• **Testo selezionato**
Jeremy Dyson e Andy Nyman dirigono un grande film di fantasmi. Con un investigatore scettico, tre casi terrorizzanti e un epilogo “vintage”

Finalmente un gran film di fantasmi. Insieme sulfureo e metafisico, terrorizzante e sarcastico. Eccolo, Ghost Stories (dal 19 aprile in sala, durata 97’) di Jeremy Dyson e Andy Nyman esplosivi e farneticanti, cultori dichiarati del meteorologo dell’inconscio Robert Aickman, entrambi provenienti dal quartetto dei League of Gentlemen, che adesso ripropongono al cinema ciò che ha fatto sfracelli nei teatri britannici sulla cresta di una produzione supernatural fantasiosa e scintillante. In una stratificazione di stili che vive su una mutazione progressiva dal ghost, all’horror e al fantasy  con passaggi sempre armonici e plausibili.

Tutto in tre capitoli e un epilogo. Protagonista il professor Philip Goodman (Andy Nyman medesimo, attore e illusionista), investigatore nel suo programma tv sulle truffe nel paranormale. Scettico per natura e professione, gira per le terra britannica a bordo della sua favolosa Jaguar MK2 bordeaux anni Sessanta smantellando trucchi e svergognando pataccari sotto gli occhi delle telecamere. Cosa che gli dà una certa fama e lo rende assai temuto dai presunti sensitivi che gabbano la gente dai palcoscenici e dalle poltrone di casa loro.

• **Il tuo obiettivo**
Continua la recensione del film Ghost Stories dopo l'ultima frase riportata.

• **Dati forniti**
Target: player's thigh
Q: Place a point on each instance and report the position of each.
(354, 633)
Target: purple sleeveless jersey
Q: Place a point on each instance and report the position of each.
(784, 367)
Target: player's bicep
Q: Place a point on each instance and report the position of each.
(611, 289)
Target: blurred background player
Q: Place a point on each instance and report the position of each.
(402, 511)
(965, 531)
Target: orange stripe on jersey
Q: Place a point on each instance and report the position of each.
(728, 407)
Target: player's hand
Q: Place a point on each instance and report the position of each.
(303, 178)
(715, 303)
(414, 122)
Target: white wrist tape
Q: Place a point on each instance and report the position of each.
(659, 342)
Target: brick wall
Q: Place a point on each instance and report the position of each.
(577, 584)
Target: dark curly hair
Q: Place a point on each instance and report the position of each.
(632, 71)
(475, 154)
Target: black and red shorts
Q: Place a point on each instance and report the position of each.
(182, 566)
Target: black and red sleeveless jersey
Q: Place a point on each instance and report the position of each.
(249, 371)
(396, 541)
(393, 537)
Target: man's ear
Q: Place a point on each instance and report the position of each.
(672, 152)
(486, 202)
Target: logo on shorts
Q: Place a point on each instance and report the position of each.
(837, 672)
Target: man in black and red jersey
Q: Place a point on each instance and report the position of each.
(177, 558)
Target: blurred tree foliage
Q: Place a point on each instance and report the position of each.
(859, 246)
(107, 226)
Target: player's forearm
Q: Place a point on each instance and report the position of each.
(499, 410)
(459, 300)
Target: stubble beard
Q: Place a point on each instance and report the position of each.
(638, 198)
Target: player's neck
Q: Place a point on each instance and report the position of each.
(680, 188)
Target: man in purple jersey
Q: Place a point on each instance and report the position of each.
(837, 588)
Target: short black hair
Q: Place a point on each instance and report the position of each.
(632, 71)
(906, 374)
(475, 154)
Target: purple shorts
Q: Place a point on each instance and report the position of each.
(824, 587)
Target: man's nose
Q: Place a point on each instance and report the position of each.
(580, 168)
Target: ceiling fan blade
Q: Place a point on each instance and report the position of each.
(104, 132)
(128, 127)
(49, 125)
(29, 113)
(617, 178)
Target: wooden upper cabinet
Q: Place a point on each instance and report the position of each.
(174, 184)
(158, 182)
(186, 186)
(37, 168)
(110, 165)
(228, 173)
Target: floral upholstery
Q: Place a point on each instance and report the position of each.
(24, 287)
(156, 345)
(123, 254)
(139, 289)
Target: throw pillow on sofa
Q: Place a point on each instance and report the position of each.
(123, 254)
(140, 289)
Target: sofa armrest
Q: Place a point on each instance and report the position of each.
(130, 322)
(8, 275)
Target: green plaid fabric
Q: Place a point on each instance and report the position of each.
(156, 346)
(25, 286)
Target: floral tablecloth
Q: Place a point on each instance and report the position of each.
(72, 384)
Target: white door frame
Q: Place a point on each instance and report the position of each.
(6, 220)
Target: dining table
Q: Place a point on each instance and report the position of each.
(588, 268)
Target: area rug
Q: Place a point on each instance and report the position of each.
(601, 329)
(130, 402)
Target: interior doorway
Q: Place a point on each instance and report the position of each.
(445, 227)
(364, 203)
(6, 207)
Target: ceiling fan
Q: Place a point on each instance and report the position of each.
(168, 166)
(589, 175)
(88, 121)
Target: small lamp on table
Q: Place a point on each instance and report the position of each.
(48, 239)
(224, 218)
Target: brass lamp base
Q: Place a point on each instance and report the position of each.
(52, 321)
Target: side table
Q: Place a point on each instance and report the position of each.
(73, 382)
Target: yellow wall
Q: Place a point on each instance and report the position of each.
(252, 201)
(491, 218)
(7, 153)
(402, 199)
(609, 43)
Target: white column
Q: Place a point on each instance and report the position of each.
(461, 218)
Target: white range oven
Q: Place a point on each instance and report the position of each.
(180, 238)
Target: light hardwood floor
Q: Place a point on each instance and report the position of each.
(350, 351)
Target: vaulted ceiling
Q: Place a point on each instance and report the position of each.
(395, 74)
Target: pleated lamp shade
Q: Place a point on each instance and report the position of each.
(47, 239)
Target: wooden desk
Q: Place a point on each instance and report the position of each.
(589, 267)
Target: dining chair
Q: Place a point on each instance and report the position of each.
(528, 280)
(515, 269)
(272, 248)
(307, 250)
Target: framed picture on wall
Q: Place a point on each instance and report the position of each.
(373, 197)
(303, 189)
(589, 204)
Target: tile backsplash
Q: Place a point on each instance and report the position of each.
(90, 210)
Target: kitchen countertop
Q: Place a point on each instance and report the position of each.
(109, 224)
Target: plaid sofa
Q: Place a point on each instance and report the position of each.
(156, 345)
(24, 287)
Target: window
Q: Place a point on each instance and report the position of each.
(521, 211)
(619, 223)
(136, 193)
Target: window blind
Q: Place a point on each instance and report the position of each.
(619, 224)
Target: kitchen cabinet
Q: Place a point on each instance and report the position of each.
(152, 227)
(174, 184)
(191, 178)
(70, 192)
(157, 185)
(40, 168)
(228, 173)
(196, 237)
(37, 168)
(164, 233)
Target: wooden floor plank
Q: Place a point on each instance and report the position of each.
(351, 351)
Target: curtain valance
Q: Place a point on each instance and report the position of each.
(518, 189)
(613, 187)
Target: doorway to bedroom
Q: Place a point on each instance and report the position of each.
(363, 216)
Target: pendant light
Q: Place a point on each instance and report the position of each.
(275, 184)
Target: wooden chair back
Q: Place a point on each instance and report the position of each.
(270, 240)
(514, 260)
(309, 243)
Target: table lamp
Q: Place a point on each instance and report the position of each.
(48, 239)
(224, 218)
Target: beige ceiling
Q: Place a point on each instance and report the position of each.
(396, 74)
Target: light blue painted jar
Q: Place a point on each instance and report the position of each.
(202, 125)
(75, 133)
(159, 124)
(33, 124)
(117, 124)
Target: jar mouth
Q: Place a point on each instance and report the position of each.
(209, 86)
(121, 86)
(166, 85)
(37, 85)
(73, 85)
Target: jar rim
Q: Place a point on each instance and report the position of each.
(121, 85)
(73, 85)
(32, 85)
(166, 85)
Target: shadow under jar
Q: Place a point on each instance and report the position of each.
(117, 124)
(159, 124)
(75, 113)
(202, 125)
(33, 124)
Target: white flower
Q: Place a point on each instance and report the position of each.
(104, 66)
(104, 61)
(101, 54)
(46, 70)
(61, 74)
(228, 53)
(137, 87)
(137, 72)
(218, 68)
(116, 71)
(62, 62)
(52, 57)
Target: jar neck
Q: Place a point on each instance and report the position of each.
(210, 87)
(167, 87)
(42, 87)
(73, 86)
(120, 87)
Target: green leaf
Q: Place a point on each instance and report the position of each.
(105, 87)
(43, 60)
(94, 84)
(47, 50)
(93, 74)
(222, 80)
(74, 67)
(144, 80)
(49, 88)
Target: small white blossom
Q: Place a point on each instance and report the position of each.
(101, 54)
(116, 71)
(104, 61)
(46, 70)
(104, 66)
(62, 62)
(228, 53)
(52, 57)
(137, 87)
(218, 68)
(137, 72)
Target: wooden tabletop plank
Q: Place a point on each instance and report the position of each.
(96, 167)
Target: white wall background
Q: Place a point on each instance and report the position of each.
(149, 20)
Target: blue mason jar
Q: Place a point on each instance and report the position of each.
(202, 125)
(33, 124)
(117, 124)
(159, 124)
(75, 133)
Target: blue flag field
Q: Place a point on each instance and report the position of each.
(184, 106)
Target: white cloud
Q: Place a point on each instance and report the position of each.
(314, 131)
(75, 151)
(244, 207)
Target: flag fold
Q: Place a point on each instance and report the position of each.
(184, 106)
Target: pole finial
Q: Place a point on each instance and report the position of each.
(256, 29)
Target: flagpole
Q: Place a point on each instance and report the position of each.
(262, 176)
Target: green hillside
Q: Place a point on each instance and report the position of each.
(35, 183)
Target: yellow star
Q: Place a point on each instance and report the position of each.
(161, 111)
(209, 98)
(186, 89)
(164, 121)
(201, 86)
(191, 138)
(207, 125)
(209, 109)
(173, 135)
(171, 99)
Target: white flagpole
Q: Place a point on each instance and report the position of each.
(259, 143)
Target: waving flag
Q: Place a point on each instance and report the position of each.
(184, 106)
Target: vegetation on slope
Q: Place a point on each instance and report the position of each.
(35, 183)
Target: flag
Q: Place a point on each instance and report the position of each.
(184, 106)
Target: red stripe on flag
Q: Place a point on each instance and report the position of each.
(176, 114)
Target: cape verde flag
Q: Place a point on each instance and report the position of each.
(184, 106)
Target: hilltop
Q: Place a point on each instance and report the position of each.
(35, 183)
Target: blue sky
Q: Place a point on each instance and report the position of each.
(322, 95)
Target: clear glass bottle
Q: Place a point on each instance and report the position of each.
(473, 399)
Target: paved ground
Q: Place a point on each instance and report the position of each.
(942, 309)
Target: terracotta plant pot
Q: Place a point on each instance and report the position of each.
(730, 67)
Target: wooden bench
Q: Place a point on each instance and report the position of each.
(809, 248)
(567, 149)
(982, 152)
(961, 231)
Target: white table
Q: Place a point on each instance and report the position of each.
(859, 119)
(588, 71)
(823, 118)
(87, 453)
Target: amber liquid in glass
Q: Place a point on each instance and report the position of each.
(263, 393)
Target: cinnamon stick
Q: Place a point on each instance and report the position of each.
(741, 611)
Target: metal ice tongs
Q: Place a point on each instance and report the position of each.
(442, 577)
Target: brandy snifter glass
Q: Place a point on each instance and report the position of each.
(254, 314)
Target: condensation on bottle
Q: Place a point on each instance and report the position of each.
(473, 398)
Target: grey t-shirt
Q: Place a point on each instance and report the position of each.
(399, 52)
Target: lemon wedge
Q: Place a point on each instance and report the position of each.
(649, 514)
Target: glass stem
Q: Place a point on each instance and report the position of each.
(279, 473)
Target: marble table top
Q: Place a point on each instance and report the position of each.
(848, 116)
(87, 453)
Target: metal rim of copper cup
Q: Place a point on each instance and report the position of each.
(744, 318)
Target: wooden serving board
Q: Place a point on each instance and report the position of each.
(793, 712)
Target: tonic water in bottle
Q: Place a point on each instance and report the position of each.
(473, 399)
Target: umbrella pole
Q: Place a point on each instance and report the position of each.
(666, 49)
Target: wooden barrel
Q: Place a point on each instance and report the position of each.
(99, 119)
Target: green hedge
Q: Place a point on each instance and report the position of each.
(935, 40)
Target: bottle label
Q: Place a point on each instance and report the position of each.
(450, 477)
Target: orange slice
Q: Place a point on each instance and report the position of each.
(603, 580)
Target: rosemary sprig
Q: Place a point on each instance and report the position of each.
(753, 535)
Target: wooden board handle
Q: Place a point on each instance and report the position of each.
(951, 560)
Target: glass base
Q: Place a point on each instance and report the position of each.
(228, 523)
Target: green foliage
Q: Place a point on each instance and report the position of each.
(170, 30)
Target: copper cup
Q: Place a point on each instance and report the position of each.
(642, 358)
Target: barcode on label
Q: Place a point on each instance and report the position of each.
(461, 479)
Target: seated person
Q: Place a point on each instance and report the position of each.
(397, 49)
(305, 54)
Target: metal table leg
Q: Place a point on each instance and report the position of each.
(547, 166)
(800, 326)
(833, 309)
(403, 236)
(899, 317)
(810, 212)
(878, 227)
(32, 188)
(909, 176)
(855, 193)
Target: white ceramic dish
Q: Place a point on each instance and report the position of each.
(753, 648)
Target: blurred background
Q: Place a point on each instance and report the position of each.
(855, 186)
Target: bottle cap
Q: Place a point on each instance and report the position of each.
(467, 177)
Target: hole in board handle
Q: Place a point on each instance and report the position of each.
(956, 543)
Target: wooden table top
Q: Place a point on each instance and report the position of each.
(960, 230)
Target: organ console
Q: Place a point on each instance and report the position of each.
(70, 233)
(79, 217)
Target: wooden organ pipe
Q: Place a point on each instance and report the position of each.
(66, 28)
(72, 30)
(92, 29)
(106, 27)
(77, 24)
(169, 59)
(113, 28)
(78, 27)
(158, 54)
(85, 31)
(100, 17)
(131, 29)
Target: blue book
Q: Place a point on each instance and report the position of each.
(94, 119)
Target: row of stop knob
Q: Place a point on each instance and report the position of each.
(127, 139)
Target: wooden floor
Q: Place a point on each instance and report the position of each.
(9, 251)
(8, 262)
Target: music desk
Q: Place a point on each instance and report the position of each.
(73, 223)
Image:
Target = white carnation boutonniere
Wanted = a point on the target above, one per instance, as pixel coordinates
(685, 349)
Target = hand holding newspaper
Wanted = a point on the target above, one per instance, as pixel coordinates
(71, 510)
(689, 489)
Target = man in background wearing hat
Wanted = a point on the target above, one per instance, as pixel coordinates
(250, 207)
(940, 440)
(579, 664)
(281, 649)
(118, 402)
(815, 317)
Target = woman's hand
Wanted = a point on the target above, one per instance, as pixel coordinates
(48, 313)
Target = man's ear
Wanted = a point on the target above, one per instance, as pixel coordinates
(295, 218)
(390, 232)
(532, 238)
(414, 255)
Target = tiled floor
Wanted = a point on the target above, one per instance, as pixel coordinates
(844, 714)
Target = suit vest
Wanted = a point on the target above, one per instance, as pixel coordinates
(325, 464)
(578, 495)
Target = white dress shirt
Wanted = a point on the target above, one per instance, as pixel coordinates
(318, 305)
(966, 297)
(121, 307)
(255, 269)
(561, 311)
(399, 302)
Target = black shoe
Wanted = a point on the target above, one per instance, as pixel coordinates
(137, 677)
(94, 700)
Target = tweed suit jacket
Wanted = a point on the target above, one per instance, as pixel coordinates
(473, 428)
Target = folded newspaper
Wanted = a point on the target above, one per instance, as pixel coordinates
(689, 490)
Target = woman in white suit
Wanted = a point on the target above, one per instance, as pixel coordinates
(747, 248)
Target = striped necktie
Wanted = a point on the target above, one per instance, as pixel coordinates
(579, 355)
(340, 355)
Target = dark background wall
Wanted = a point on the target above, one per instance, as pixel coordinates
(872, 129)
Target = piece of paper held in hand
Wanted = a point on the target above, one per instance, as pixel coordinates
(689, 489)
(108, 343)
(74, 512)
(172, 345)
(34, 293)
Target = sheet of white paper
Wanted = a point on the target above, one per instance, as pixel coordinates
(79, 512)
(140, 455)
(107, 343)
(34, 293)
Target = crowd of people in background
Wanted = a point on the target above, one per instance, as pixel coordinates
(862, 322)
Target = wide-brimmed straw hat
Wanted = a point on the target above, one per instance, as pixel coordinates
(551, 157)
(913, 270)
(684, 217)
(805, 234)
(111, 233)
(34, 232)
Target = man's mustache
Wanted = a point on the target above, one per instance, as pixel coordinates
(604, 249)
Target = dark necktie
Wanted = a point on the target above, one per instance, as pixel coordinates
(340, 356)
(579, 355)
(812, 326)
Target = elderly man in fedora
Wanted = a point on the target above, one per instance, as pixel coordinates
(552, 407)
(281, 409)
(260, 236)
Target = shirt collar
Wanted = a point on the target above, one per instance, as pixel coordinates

• **Risposta**
Visioni spaventose nell’ex manicomio femminile

Se non che, destino comune a molti diffidenti, Goodman si ritrova a indagare su tre casi davvero nodosi, ciascuno a comporre uno dei capitoli del film, naturalmente convinto di poterli smontare e consegnare al suo campionario d’inganni smascherati. Caso primo ed è subito baraonda, legato alle visioni mostruose di  di Tony Matthews (Paul Whitehouse), guardiano notturno in un vecchio fetido trasudante manicomio femminile ormai abbandonato ma un tempo  popolato di donne scatenate.

Nel secondo il prof deve vedersela con Simon Rifkind (Alex Lawther – quello di Black Mirror) giovane stralunato e sconvolto che, dopo aver travolto con la macchina un dèmone bitorzoluto e immondo nella notte brumosa, si ritrova la casa malignamente poltergeistizzata. Il caso numero tre riguarda Mike Priddle (il Martin Freeman di Hobbit) assediato e perseguitato dallo spirito della sua figlioletta mai nata.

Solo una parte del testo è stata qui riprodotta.